(Beginning of SELECTED EXCERPT)
Past outbreaks of disease have caused sharp losses for stocks, at least temporarily. Stocks in Hong Kong lost about 10% in March and April of 2003 when the number of new SARS cases confirmed was accelerating, for example.
Besides the physical toll of illnesses and deaths, fear of disease can cause people to stop traveling, shopping and eating out at restaurants. Even if the disease stays mostly outside the United States, it can significantly hurt profits for U.S. companies.
China accounted for 6% of all revenue for S&P 500 companies over the past 12 months, nearly double any other country besides the United States, according to FactSet.
“It can have broad impacts well beyond China,” Procter & Gamble CFO Jon Moeller told analysts Thursday.
Which U.S. stocks are getting hit the hardest?
Companies that get lots of business directly from China, particularly in the travel industry, are being hurt most. Las Vegas Sands and Wynn Resorts get the majority of their revenue from casinos in Macao, on the southern coast of China. Each lost more than 8% this past week.
Airlines have been hurt by worries that the outbreak will keep customers from flying not only to and from China but across the region. United Airlines dropped 8.7% this week. It has about 5.5% of its capacity allocated to U.S-China/Hong Kong routes, more than its big rivals, according to Stifel analysts.
But the impact could be felt beyond China. Consider Hawaii. Chinese tourists are the highest-spending visitors to the state, shelling out $349 per person per day in 2018. If Chinese vacationers stay home, U.S. hoteliers are vulnerable even if they have no locations in Asia.
European luxury companies as a group get about 35% of their sales from Chinese customers, including sales made in China and in Europe by visiting Chinese tourists, according to J.P. Morgan analysts.
So only travel and retail-oriented companies are at risk?
No. Wuhan is also a big industrial center in China, with factories pumping out steel, smartphones and automobiles. That could raise costs for companies further down the supply chain.
Do other recent outbreaks give a road map of what to expect?
The closest corollary to this new coronavirus may be severe acute respiratory syndrome, or SARS, in 2002-2003, which ultimately led to 774 deaths and infected nearly 8,100, according to the World Health Organization. More than 80% of the deaths were in China and Hong Kong. Both SARS and the latest outbreak began spreading in December, ahead of the crush of travel scheduled for the Lunar New Year holiday, and travel-related stocks were among the first and hardest hit.
In general, stock markets tend to bottom with the peak in new cases during an outbreak before rebounding within months, according to J.P. Morgan strategists.
Stocks in Hong Kong recovered all their SARS-related losses by the second half of 2003. The U.S. market was not hit as hard and rose steadily for most of the year.
Does this outbreak look as if it will follow a similar path?
Experts are hopeful the coronavirus outbreak may not be as severe because China is acting more quickly and forcefully.
(End of SELECTED EXCERPT)
## SET OF TASKS
**1)** State whether each statement agrees with the text on the outbreak and stocks, answering yes or no and quoting the deciding words: (a) United Airlines fell 8.7% this week; (b) European luxury companies get about half their sales from Chinese customers; (c) according to the World Health Organization, SARS infected nearly 8,100 people.
**2)** Rewrite the stretch of the text on the outbreak and stocks from "But the impact" through "what to expect?", putting "hotel operators" in place of "hoteliers".
The records come from a different source than the text.
(Beginning of THE DATA)
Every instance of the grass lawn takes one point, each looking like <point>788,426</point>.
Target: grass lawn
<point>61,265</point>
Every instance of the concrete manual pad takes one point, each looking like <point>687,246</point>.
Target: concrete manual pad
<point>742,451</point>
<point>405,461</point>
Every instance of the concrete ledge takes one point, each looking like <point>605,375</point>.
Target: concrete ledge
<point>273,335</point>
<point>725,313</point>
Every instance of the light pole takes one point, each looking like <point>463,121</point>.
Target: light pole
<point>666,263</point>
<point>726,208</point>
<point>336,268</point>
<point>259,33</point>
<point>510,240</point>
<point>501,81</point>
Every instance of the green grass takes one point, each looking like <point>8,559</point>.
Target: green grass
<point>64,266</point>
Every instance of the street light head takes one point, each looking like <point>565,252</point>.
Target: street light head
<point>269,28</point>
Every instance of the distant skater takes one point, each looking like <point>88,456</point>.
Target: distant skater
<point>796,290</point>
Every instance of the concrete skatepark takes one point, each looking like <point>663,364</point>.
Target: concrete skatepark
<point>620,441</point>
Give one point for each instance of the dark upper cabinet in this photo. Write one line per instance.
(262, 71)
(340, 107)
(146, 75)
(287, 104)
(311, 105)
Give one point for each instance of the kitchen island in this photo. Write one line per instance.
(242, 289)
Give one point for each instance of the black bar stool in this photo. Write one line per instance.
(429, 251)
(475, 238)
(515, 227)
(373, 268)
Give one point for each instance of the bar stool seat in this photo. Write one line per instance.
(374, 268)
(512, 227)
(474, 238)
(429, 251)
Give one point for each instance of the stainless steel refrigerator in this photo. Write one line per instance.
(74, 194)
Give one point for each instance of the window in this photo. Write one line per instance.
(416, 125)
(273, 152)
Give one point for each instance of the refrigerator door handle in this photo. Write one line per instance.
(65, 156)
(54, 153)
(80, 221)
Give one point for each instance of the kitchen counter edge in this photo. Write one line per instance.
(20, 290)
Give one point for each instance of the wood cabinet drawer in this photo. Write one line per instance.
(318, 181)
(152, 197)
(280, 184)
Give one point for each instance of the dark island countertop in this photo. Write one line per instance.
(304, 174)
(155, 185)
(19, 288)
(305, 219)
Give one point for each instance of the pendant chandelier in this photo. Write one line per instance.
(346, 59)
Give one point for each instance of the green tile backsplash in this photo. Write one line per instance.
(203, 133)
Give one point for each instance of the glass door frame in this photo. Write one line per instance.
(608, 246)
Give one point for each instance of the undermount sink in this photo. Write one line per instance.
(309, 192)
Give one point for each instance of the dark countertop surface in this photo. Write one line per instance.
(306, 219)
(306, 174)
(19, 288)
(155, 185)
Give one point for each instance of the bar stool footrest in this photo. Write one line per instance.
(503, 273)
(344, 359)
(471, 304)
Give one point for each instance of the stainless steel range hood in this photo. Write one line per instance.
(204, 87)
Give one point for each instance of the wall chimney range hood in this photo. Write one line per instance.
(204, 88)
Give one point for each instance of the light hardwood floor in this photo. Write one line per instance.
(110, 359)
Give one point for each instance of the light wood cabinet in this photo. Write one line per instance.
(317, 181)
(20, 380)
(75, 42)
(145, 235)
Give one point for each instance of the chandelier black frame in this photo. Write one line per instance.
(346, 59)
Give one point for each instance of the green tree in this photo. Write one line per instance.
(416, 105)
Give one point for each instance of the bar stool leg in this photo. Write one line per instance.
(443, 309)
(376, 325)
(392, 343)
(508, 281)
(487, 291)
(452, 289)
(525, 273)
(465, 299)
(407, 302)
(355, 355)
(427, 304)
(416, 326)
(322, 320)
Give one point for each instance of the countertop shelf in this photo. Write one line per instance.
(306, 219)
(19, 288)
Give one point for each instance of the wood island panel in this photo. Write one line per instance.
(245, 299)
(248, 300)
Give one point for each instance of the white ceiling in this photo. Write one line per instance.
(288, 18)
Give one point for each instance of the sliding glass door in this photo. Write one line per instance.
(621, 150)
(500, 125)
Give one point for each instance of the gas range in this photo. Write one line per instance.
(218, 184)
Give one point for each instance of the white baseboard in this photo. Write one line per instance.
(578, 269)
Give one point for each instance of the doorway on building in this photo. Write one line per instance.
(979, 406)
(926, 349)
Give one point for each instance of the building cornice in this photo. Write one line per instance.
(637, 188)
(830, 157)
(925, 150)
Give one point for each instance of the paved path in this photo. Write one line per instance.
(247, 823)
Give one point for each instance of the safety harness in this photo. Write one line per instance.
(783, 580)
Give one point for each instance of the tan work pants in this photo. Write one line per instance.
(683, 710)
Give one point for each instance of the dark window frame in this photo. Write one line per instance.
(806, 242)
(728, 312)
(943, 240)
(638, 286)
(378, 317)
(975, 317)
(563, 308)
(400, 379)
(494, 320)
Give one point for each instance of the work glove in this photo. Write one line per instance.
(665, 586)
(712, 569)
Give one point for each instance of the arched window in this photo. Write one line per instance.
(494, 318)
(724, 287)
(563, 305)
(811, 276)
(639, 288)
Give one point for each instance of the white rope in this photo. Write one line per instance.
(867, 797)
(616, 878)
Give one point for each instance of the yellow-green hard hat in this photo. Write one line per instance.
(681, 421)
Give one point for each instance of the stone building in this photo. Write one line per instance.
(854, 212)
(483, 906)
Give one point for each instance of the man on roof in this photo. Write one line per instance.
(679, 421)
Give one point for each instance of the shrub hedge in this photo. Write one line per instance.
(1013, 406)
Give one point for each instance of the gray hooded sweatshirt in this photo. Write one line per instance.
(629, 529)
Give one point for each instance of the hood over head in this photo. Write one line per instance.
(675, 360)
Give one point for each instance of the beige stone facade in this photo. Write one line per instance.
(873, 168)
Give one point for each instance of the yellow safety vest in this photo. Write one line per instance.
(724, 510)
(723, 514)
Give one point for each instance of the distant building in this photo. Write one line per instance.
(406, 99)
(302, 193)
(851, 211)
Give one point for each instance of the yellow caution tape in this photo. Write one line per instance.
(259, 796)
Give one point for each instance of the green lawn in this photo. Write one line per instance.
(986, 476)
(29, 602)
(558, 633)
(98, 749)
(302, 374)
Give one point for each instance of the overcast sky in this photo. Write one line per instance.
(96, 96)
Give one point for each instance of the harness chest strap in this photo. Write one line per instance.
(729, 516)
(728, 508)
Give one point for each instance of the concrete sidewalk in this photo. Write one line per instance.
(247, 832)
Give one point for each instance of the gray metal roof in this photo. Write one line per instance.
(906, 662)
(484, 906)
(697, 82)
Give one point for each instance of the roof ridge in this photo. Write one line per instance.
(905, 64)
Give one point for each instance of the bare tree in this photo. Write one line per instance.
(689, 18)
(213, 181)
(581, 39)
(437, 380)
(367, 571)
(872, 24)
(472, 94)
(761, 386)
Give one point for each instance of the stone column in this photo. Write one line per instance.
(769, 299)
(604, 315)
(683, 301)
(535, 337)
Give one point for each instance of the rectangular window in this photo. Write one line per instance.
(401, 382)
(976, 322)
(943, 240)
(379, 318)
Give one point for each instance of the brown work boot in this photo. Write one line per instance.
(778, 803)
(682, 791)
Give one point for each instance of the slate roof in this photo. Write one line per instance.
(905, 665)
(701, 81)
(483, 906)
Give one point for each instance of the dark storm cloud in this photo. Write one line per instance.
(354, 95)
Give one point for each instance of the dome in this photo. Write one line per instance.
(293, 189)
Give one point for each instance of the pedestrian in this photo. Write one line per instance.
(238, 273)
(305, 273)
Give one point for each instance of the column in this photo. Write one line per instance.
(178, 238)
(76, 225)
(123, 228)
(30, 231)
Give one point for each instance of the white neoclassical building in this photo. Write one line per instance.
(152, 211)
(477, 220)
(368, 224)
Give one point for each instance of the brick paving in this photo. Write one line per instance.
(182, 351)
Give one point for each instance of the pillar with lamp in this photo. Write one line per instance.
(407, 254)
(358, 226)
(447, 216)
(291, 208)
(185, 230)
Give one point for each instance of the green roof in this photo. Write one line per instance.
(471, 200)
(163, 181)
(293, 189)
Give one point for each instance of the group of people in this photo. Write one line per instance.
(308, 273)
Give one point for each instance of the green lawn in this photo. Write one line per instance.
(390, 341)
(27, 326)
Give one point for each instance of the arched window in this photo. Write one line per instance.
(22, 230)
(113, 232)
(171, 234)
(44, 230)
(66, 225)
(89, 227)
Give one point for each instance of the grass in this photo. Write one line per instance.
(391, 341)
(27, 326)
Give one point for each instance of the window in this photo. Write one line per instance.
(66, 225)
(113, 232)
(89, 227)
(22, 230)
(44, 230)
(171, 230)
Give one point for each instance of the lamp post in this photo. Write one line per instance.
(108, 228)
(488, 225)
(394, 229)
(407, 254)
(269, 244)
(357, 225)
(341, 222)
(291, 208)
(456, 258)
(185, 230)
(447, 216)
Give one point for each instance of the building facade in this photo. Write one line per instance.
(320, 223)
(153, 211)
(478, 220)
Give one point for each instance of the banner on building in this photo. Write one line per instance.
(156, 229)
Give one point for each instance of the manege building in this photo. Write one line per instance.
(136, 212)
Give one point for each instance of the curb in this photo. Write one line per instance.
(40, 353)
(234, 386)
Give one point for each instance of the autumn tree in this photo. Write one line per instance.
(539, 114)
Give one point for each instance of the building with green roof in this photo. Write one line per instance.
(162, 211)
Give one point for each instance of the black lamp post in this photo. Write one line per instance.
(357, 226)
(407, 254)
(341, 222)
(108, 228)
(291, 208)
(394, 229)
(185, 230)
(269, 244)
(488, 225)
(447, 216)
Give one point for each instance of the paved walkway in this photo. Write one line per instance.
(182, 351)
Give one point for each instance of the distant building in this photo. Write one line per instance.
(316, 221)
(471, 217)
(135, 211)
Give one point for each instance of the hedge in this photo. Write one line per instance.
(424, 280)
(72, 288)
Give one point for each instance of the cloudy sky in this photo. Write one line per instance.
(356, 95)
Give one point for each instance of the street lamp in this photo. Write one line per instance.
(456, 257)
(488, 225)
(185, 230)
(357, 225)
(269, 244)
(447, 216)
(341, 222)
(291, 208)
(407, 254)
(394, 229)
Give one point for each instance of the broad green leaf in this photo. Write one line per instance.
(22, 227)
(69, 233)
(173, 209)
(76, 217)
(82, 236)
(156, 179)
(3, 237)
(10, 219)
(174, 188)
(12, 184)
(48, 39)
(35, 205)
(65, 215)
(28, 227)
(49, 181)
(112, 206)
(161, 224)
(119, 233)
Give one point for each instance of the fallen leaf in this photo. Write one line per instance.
(End of THE DATA)
## TASK ANSWERS
**1)**
(a) Yes: "United Airlines dropped 8.7% this week."
(b) No: "get about 35% of their sales from Chinese customers"
(c) Yes: "infected nearly 8,100"

**2)**
But the impact could be felt beyond China. Consider Hawaii. Chinese tourists are the highest-spending visitors to the state, shelling out $349 per person per day in 2018. If Chinese vacationers stay home, U.S. hotel operators are vulnerable even if they have no locations in Asia.
European luxury companies as a group get about 35% of their sales from Chinese customers, including sales made in China and in Europe by visiting Chinese tourists, according to J.P. Morgan analysts.
So only travel and retail-oriented companies are at risk?
No. Wuhan is also a big industrial center in China, with factories pumping out steel, smartphones and automobiles. That could raise costs for companies further down the supply chain.
Do other recent outbreaks give a road map of what to expect?